*Tasks for this exercise*.
A: In the essay on American society, what comment do many of the WPA narratives from people born into slavery sum up with?
B: According to the essay on American society, why could Americans once pass judgment on invasive local ordinances with their feet? Explain in one to three sentences.
C: Please extend the essay on American society, beginning right after its final sentence.

*Text passage*.
These observations are leading elsewhere than down the road I have already traveled: I shall keep my promise. I mean to underscore here only that our entire society, no matter which corridor of our cultural maelstrom you may choose to ride in your flimsy skiff, is a mess. It’s difficult for me to say that this “culture” characterizes the greatest nation the world has ever seen. The one thing that could generally be said on our behalf, as Americans, was that we allowed our people to fail: to pick their personal way, to travel it a while, and to assess whether they thought themselves to be approaching a worthy destination. We did not force entire masses of citizens to be shoemakers or soldiers or farmers for generation after generation; and though a New England Puritan might fine you stiffly for taking a leisurely walk on the Sabbath, you could always pull up stakes and move to Mr. Penn’s colony or strike out for Ohio. As invasive and dictatorial as local ordinances could be, they were local, and you could pass a judgment upon them with your feet.
We have not even that degree of virtue to our credit any longer. Our professional critics in Academe will protest that we never had it—that the institution of slavery, the genocidal suppression of Native Americans, and the treating of women as second-class citizens were the oppressive underside of an experiment that has only become more apparent and more benign in growing more Orwellian. So what if you are required to bake goodies for occasions considered by your religion to be abominable… so what if you are required to register for a program of mainstream high-tech health care though your approach to health is traditional? You’re a pawn, yes—but you’re a well-nourished little pawn. Big Brother is looking after you. Did slavemasters look after their slaves?
Actually, they did, for the most part. The narratives collected by Roosevelt’s WPA interviewers from old folks born into slavery can make very disturbing reading on this score, for many of them will sum up with a comment like, “Things was better in slave days.” Large slaveholders could well afford to whip a runaway to death now and then as a means of intimidating the hundreds remaining to them. Most slaveholders had but a few souls in their charge, however, and economic factors would have advised restraint even if the voice of common humanity had fallen mute. A good many slaves in the latter situation apparently enjoyed reasonably generous housing, food, clothing, health care, and even time off by the standard of the day. The institution itself was demeaning, to be sure—at least as much to the owner as to the slave (a fact well recognized by Alexis de Tocqueville). Its many specific opportunities for abuse, however (such as the detestable practice of whipping, still quite alive in the Islamic world), were not universally exploited—were almost never exploited, in fact, by planters of modest acreage who owned only a cook, a nurse, and a groom.

*Dataset rows*.

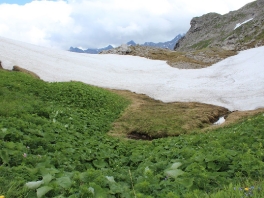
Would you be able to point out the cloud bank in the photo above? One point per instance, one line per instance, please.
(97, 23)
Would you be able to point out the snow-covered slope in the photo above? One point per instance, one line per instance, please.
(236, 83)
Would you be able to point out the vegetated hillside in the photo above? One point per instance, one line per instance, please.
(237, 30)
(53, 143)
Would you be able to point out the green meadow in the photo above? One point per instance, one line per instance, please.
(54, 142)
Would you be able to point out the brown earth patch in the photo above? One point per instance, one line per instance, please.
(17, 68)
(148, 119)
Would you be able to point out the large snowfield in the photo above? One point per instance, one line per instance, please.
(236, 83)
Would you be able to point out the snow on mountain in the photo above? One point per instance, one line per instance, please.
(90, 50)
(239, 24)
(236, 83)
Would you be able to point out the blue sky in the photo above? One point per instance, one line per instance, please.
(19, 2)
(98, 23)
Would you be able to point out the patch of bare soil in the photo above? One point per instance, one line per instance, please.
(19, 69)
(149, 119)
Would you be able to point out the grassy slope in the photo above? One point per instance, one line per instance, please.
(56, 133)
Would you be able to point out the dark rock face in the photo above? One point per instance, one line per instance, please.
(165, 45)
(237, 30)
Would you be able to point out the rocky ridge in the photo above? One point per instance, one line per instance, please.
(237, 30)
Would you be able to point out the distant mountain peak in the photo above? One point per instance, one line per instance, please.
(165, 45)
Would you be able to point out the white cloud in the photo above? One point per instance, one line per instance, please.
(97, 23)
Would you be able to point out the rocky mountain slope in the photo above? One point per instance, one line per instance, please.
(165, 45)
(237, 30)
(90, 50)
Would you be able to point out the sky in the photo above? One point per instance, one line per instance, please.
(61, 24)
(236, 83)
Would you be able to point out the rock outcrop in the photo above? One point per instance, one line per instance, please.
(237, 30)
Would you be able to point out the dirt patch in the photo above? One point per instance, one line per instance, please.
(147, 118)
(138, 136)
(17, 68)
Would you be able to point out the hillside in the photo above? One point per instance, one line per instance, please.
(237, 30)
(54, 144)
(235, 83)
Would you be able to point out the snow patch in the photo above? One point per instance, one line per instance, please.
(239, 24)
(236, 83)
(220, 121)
---
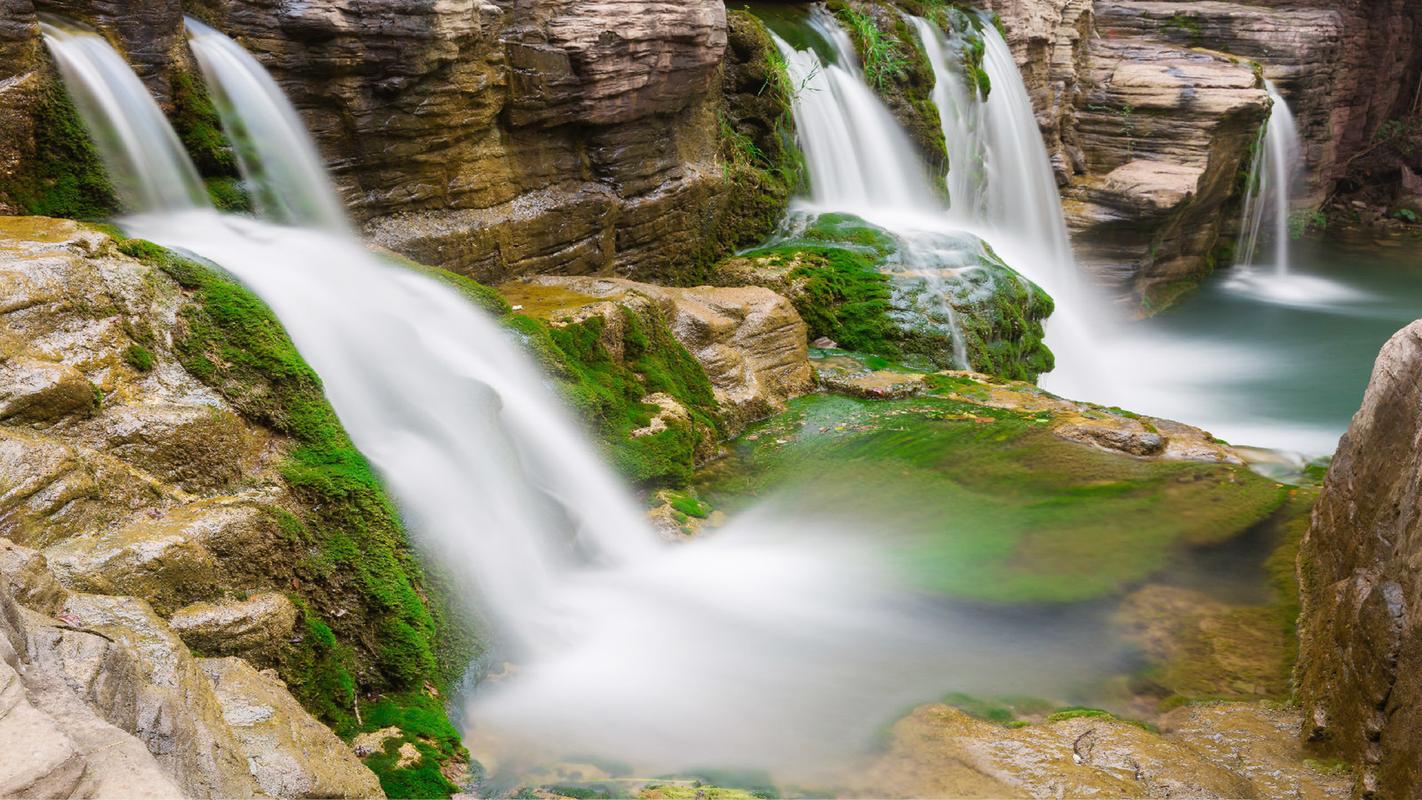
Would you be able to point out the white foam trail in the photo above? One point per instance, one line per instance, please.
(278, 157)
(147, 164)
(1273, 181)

*Solved tasks*.
A: "Things was better in slave days."

B: However invasive and dictatorial those ordinances were, they were only local. Someone who objected could pull up stakes and move somewhere else, such as Mr. Penn's colony or Ohio.

C:
Again, whither do I wander? To this point: that our slaveholding past might have served us as a cautionary tale against growing arrogant, yet need not and should ever have been cited as evidence that American society was among the vilest in world history. Point taken? We were not “great”, as in sublimely resistant to ordinary human foibles… what folderol! But neither were we more savage than those we called savages. Read deep into John Young’s narrative, recorded by Frank Dobie in A Vaquero of the Brush Country, and you will find a description of several Apache women wandering separate from the tribe with their noses cut off. These were convicted and punished adulteresses. Their disgrace extended far beyond wearing a scarlet “A”.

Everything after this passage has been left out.